PROBLEM TO WORK ON:
Repeat the data exactly. Pictures are not part of the copy.

#####

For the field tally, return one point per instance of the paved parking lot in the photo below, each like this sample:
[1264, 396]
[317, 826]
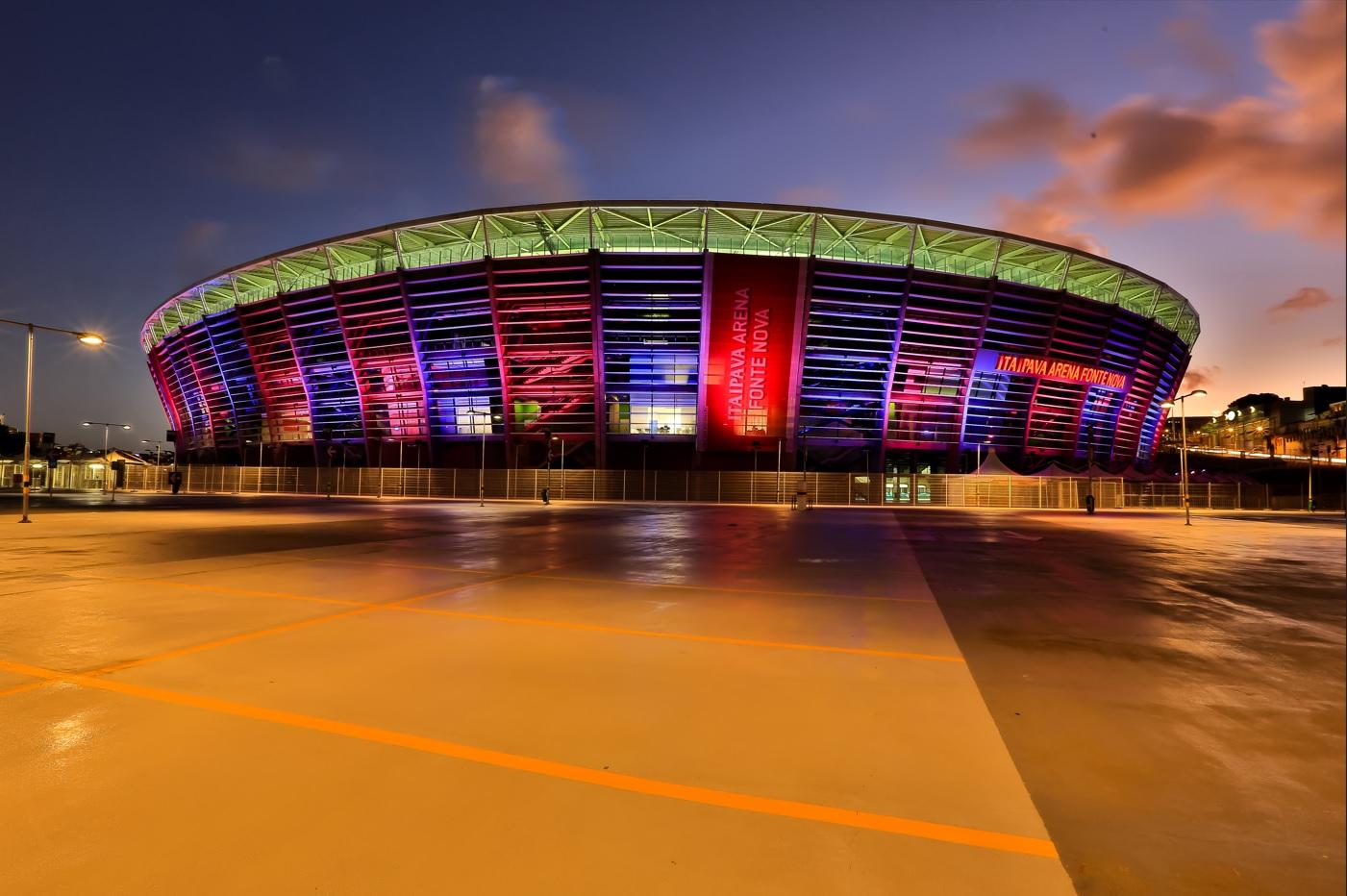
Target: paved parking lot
[221, 695]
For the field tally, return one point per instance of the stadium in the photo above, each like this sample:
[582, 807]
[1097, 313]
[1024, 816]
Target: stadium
[678, 335]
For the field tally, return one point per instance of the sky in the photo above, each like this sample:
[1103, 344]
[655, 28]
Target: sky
[147, 146]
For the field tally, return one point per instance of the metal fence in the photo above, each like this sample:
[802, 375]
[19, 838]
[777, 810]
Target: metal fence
[832, 489]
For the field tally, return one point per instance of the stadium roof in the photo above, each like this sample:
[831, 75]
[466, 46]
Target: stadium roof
[679, 227]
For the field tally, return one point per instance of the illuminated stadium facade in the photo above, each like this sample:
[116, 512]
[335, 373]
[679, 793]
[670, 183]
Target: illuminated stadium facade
[699, 333]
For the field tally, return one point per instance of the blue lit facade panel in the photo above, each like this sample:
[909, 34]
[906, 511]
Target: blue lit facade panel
[651, 336]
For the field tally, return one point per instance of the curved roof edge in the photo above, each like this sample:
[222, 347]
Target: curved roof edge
[667, 225]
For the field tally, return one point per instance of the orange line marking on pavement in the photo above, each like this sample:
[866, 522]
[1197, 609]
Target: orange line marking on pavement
[512, 620]
[400, 566]
[360, 608]
[636, 583]
[732, 589]
[1037, 846]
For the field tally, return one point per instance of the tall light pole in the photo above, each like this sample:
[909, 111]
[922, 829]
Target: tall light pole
[1183, 449]
[645, 443]
[753, 482]
[481, 475]
[107, 463]
[157, 459]
[85, 338]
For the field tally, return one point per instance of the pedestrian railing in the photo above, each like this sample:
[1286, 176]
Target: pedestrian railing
[830, 489]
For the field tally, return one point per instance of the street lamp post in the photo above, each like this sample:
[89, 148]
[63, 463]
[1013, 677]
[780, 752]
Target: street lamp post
[753, 482]
[157, 459]
[645, 443]
[85, 338]
[1183, 449]
[107, 463]
[481, 473]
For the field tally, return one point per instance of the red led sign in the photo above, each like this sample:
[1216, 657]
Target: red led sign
[751, 349]
[1064, 371]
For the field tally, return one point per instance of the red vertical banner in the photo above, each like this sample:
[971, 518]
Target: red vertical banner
[751, 349]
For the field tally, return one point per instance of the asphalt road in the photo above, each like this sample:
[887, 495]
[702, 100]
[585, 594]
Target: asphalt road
[1169, 698]
[1172, 695]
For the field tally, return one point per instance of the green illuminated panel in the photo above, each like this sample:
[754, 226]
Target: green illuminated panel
[218, 295]
[543, 232]
[1138, 294]
[759, 232]
[954, 251]
[302, 270]
[862, 240]
[443, 242]
[256, 284]
[1034, 264]
[649, 229]
[363, 256]
[1169, 309]
[1094, 279]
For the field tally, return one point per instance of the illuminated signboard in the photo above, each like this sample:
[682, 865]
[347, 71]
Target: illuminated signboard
[751, 349]
[1052, 369]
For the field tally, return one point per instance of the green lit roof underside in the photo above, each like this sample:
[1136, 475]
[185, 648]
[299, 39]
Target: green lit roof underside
[669, 227]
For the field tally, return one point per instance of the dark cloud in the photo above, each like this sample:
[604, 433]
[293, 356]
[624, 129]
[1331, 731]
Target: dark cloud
[815, 195]
[267, 164]
[1303, 299]
[200, 249]
[1280, 160]
[520, 147]
[1027, 121]
[1047, 215]
[1200, 378]
[1195, 44]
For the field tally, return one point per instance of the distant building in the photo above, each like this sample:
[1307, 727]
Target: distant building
[1268, 423]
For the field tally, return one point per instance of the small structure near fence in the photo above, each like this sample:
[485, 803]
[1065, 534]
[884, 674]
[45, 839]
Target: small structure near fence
[823, 489]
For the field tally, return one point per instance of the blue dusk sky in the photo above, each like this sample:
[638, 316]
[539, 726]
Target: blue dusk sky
[147, 146]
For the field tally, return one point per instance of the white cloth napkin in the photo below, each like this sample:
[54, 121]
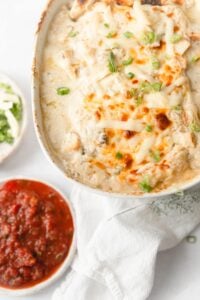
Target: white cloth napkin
[118, 241]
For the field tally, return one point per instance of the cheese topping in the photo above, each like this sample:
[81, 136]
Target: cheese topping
[118, 103]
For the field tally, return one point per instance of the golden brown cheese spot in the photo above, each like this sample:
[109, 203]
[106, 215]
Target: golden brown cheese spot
[162, 121]
[125, 2]
[129, 134]
[128, 160]
[124, 117]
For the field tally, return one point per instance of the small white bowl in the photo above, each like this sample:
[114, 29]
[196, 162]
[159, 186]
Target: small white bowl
[7, 149]
[61, 269]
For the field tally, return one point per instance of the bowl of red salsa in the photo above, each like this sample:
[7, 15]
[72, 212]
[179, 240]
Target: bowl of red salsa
[37, 239]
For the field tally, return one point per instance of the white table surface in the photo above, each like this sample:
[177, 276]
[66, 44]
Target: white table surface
[178, 270]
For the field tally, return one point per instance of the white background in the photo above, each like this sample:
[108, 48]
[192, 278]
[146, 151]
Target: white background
[178, 270]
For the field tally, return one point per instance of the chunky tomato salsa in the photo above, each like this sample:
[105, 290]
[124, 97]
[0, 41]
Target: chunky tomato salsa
[36, 231]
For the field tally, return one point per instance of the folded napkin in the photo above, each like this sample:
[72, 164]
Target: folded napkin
[118, 241]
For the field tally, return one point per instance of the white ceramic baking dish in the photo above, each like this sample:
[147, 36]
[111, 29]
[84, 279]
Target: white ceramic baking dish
[46, 18]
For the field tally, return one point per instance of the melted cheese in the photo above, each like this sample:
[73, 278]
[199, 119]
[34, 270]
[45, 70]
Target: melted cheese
[130, 104]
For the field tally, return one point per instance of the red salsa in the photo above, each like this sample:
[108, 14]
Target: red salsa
[36, 231]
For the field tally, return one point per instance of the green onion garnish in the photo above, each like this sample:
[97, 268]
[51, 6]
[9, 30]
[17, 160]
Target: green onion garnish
[111, 34]
[128, 61]
[17, 110]
[111, 63]
[61, 91]
[145, 185]
[147, 87]
[6, 87]
[130, 75]
[149, 37]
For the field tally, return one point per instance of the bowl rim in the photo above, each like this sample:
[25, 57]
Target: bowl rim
[43, 140]
[23, 126]
[64, 265]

#####

EXERCISE RESPONSE:
For the field tally, return one point per instance of the paved parking lot in the photo below, each like this sample:
[1264, 396]
[317, 826]
Target: paved parking lot
[221, 695]
For the field tally, return one point per instance of the stadium in the photo above, each like this sample:
[582, 807]
[1097, 313]
[1024, 816]
Target: stadium
[678, 335]
For the field tally, return one point per instance of the sky in the photo above, each like this sample:
[1103, 344]
[655, 28]
Target: sky
[147, 146]
For the field tally, return one point per instance of the metal fence in the photo above, each like this sample:
[802, 375]
[19, 838]
[777, 810]
Target: metal fence
[832, 489]
For the field tally, return one point per instance of the stadium roof in the photo above, each like this sample:
[831, 75]
[466, 46]
Target: stadium roof
[679, 227]
For the field tally, return one point per instance of the illuminated stadium facade in the photo above, each like this sample:
[116, 512]
[335, 373]
[679, 793]
[670, 183]
Target: illuminated stadium facade
[699, 333]
For the field tally, return one point per instance of the blue lit facade panel in the photo above, each like this sample:
[909, 34]
[906, 511]
Target: blue lit facade panel
[651, 336]
For the field tally, return one point per instance of the curved roof edge in the photo above, each like this sample:
[222, 347]
Target: curved roof edge
[667, 225]
For the field tally, return one point per instance of the orange line marking on pavement in the photo above, each like this sample:
[866, 522]
[1197, 609]
Target: orange line marking on pavement
[512, 620]
[400, 566]
[360, 608]
[636, 583]
[732, 589]
[1037, 846]
For the field tally, return one point per instance of the tall light pole in the photo above, each like this sample:
[909, 111]
[922, 829]
Target: tall light pole
[1183, 449]
[645, 443]
[753, 482]
[481, 475]
[107, 463]
[157, 459]
[85, 338]
For the field tally, return one point per instance of the pedestrian railing in the photo above, each like this sample:
[1286, 176]
Target: pedestrian railing
[830, 489]
For the field tally, return one point per instance of the street lamp post in the photo above, each like this sample:
[89, 148]
[63, 463]
[1013, 677]
[780, 752]
Target: street lamp post
[753, 482]
[157, 459]
[645, 443]
[85, 338]
[1183, 449]
[107, 463]
[481, 473]
For the field tally, return one point per instance of the red led sign in the photo above, each like this sample:
[1216, 657]
Target: red led sign
[751, 349]
[1064, 371]
For the field tally, return one point per instance of the red vertical banner in the photo above, each like this sample:
[971, 518]
Target: red vertical banner
[751, 349]
For the field tally, return one point per instance of the asphalt road in the photo above, each like this sample:
[887, 495]
[702, 100]
[585, 594]
Target: asphalt road
[1169, 698]
[1172, 695]
For the field tally, return one point per instance of the green illuminated panel in the photo above, each like this sample:
[754, 226]
Target: green illuminated panel
[218, 295]
[543, 232]
[1138, 294]
[759, 232]
[954, 251]
[302, 270]
[862, 240]
[443, 242]
[256, 284]
[1034, 264]
[649, 229]
[363, 256]
[1169, 309]
[1094, 279]
For the field tally, return one point per instance of the illuminated signboard in the photo above, each like this sample:
[682, 865]
[347, 71]
Target: illuminated signboard
[751, 349]
[1052, 369]
For the field tally, return one point per instance of the green lit roof underside in the photo above, each like this sample:
[1136, 475]
[185, 648]
[299, 39]
Target: green lit roof underside
[669, 227]
For the field tally, return one point per instance of the dark cloud in the photo above, each like this sample:
[604, 433]
[293, 356]
[624, 129]
[1331, 731]
Target: dark cloud
[815, 195]
[267, 164]
[1303, 299]
[200, 249]
[1280, 160]
[520, 147]
[1027, 121]
[1047, 215]
[1200, 378]
[1195, 44]
For the field tally, return one point per instance of the distant building in the photo above, each like this sample:
[1307, 727]
Target: distant building
[1268, 423]
For the field tally, return one point per instance of the small structure near fence in the photo above, each like this sample:
[485, 803]
[1065, 534]
[884, 674]
[45, 839]
Target: small structure near fence
[823, 489]
For the field tally, return one point per instance of the blue dusk sky in the photo above, each like this sample:
[638, 316]
[539, 726]
Target: blue dusk sky
[147, 146]
For the field tally, return one point per instance of the white cloth napkin in the photo below, each like this sample:
[54, 121]
Target: white cloth napkin
[118, 241]
For the field tally, return one point per instance of the cheese topping in the photo above, each like this sample:
[81, 136]
Target: cheese topping
[118, 103]
For the field tally, return one point per instance of the golden brown cheese spot in the photo above, each like this sample:
[109, 203]
[106, 215]
Target: golden brown cheese spot
[162, 121]
[125, 2]
[129, 134]
[128, 160]
[124, 117]
For the field tally, return one point per instance of the small white bowl in the photo above, each like this sample:
[114, 29]
[196, 162]
[159, 186]
Target: small white bowl
[7, 149]
[61, 269]
For the field tally, return one point per instance of the bowl of red salsa in the photo above, each like this sample:
[7, 15]
[72, 212]
[179, 240]
Target: bowl of red salsa
[37, 239]
For the field tally, return one point per instance of the white table surface in the photo above, each like this sample:
[177, 276]
[66, 44]
Target: white table surface
[178, 270]
For the field tally, return one point per instance of the white background in the photo above, each like this sample:
[108, 48]
[192, 278]
[146, 151]
Target: white background
[178, 270]
For the field tally, return one point per instance of the chunky tomato salsa in the photo above, each like this sample:
[105, 290]
[124, 97]
[0, 41]
Target: chunky tomato salsa
[36, 231]
For the field tally, return one point per instance of the folded napkin in the photo above, each like this sample:
[72, 164]
Target: folded napkin
[118, 241]
For the field tally, return one point per instance of the white ceramic baking dish in the photo above, each like this sample:
[147, 36]
[111, 29]
[84, 279]
Target: white ceramic baking dish
[46, 18]
For the field tally, return one point per instance of the melted cheese in the photo above, each like this sample:
[73, 278]
[199, 119]
[34, 270]
[45, 70]
Target: melted cheese
[130, 104]
For the field tally, return one point per instance of the red salsa in the photo above, each like this sample:
[108, 14]
Target: red salsa
[36, 231]
For the field tally, return one point per instance of the green onion garnish in the photo above, each like this sample:
[97, 268]
[51, 6]
[9, 30]
[17, 160]
Target: green onion garnish
[111, 34]
[128, 61]
[17, 110]
[111, 63]
[61, 91]
[145, 185]
[147, 87]
[6, 87]
[130, 75]
[149, 37]
For the field tally, return one point per instance of the bowl rim in the photo above, each like this sample:
[25, 57]
Target: bowl rim
[43, 140]
[23, 126]
[64, 265]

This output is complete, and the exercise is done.